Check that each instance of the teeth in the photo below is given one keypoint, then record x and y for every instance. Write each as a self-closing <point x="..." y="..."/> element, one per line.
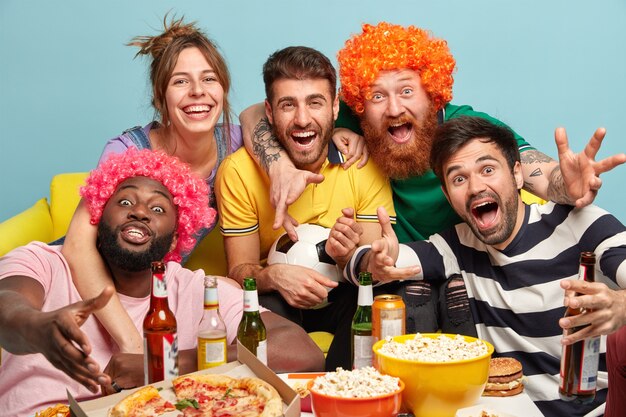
<point x="135" y="232"/>
<point x="197" y="108"/>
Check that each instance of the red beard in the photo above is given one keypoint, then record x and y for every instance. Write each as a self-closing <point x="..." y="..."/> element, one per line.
<point x="400" y="161"/>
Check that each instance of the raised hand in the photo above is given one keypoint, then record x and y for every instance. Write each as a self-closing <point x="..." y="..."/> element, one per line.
<point x="606" y="309"/>
<point x="287" y="183"/>
<point x="581" y="172"/>
<point x="382" y="257"/>
<point x="344" y="237"/>
<point x="352" y="145"/>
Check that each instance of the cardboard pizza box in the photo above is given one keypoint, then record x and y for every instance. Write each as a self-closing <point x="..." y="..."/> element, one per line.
<point x="246" y="365"/>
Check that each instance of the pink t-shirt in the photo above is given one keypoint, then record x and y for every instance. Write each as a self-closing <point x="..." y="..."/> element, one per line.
<point x="29" y="383"/>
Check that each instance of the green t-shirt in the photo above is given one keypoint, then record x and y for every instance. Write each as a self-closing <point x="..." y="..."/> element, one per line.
<point x="421" y="207"/>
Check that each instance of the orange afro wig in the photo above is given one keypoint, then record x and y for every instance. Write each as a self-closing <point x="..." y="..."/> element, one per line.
<point x="390" y="47"/>
<point x="190" y="193"/>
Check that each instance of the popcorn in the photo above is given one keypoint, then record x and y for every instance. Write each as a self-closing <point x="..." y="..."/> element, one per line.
<point x="440" y="349"/>
<point x="359" y="383"/>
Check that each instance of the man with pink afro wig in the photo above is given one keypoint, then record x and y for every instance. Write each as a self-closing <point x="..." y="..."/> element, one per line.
<point x="189" y="192"/>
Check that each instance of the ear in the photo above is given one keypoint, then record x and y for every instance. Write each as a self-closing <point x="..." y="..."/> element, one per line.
<point x="518" y="175"/>
<point x="268" y="112"/>
<point x="445" y="192"/>
<point x="174" y="242"/>
<point x="336" y="107"/>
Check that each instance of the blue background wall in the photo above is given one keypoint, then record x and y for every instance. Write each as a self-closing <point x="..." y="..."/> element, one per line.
<point x="68" y="83"/>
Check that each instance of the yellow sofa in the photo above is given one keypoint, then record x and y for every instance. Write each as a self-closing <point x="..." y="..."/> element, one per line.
<point x="47" y="222"/>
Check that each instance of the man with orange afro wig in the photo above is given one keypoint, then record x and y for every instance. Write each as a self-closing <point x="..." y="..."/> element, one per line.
<point x="397" y="82"/>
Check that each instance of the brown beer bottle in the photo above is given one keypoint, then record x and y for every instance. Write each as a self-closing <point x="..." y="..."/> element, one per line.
<point x="159" y="332"/>
<point x="579" y="361"/>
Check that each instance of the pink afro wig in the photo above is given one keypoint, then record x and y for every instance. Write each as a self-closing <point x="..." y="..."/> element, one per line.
<point x="190" y="193"/>
<point x="391" y="47"/>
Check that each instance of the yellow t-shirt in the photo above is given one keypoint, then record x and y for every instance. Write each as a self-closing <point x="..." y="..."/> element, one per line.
<point x="242" y="190"/>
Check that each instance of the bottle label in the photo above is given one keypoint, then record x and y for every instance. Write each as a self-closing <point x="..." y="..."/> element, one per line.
<point x="211" y="351"/>
<point x="365" y="297"/>
<point x="589" y="364"/>
<point x="250" y="301"/>
<point x="170" y="356"/>
<point x="362" y="351"/>
<point x="390" y="327"/>
<point x="261" y="351"/>
<point x="159" y="289"/>
<point x="210" y="298"/>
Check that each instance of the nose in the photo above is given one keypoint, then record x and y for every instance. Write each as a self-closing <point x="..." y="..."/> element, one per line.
<point x="475" y="185"/>
<point x="303" y="117"/>
<point x="394" y="107"/>
<point x="196" y="89"/>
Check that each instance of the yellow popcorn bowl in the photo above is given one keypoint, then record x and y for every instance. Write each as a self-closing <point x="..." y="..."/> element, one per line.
<point x="437" y="389"/>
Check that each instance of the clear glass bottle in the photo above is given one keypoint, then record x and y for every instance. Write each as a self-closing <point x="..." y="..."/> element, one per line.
<point x="212" y="337"/>
<point x="251" y="332"/>
<point x="361" y="331"/>
<point x="579" y="361"/>
<point x="159" y="332"/>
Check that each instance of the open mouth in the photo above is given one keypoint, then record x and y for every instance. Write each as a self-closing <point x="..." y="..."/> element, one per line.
<point x="400" y="132"/>
<point x="136" y="234"/>
<point x="197" y="111"/>
<point x="304" y="139"/>
<point x="485" y="214"/>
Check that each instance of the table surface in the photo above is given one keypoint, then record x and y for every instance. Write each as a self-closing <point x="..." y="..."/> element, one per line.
<point x="516" y="406"/>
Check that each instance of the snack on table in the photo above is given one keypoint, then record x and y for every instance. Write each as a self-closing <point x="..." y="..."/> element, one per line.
<point x="439" y="349"/>
<point x="145" y="402"/>
<point x="505" y="378"/>
<point x="59" y="410"/>
<point x="224" y="395"/>
<point x="205" y="395"/>
<point x="358" y="383"/>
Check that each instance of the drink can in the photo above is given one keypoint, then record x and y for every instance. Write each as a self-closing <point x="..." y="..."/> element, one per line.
<point x="388" y="316"/>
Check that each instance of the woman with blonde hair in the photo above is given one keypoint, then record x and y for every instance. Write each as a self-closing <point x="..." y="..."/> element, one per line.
<point x="190" y="84"/>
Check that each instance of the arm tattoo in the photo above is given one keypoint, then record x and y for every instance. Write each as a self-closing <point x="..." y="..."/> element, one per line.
<point x="533" y="156"/>
<point x="557" y="191"/>
<point x="265" y="145"/>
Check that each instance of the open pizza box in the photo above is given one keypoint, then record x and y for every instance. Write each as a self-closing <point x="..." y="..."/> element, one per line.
<point x="246" y="365"/>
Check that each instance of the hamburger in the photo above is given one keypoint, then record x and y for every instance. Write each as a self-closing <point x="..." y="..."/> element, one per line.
<point x="505" y="378"/>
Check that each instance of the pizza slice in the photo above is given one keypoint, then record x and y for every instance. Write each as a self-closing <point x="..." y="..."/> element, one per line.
<point x="146" y="402"/>
<point x="223" y="396"/>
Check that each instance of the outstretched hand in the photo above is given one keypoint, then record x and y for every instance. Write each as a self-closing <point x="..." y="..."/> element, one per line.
<point x="66" y="346"/>
<point x="605" y="309"/>
<point x="581" y="172"/>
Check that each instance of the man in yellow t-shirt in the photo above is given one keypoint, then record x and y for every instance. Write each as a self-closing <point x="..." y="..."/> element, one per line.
<point x="301" y="106"/>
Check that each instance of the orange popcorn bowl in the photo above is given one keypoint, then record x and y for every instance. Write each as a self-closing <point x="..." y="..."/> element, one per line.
<point x="381" y="406"/>
<point x="437" y="389"/>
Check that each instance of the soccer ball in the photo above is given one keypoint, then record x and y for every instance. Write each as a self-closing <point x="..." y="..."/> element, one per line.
<point x="308" y="251"/>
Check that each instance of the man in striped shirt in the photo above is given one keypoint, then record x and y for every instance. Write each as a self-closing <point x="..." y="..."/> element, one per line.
<point x="516" y="260"/>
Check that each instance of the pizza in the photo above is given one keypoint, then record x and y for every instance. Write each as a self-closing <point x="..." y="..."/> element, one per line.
<point x="205" y="395"/>
<point x="146" y="402"/>
<point x="223" y="396"/>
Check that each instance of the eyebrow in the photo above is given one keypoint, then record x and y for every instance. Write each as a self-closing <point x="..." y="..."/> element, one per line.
<point x="123" y="187"/>
<point x="481" y="159"/>
<point x="187" y="73"/>
<point x="307" y="98"/>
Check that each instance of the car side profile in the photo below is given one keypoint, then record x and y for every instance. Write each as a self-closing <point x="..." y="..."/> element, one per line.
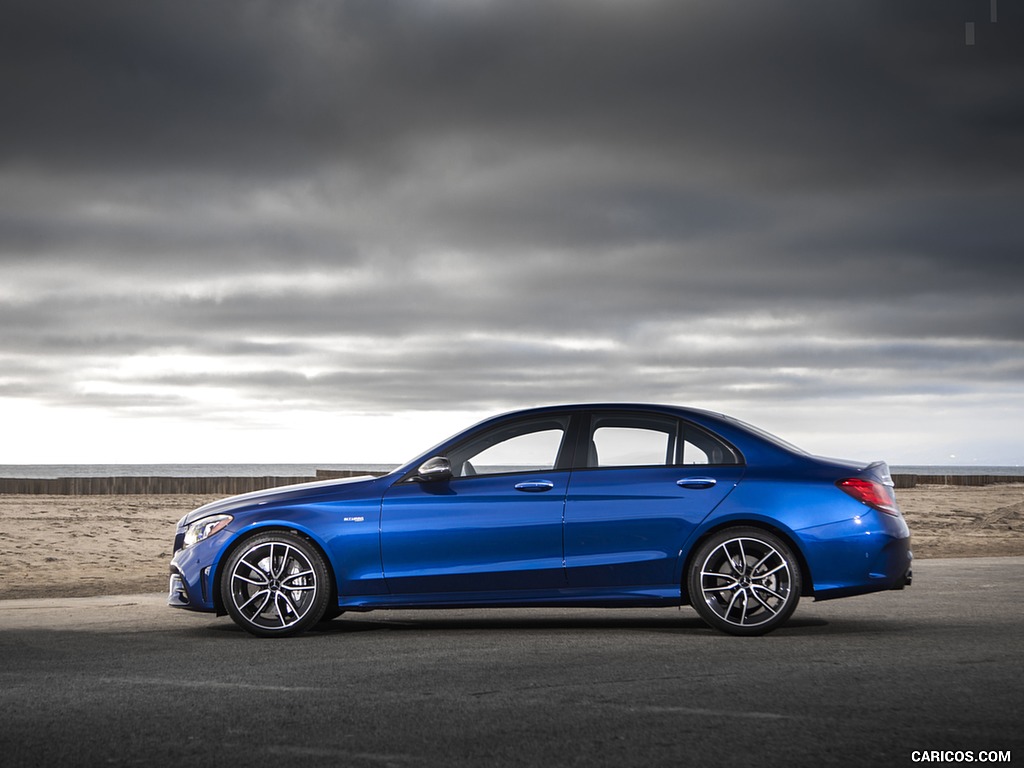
::::::
Locate each line of the records above that contains the string "below" and copy those lines out in full. Case counts when matching.

Check that each instance of the teeth in the photo below is given one keypoint, then record x and y for every instance. Write each as a self-closing <point x="..." y="..."/> element, one per line.
Check that each instance of the car side profile in the photo below is given one keypoint, then record x and y for every instance. Write each as a self-closing <point x="..." y="..."/> element, one per line.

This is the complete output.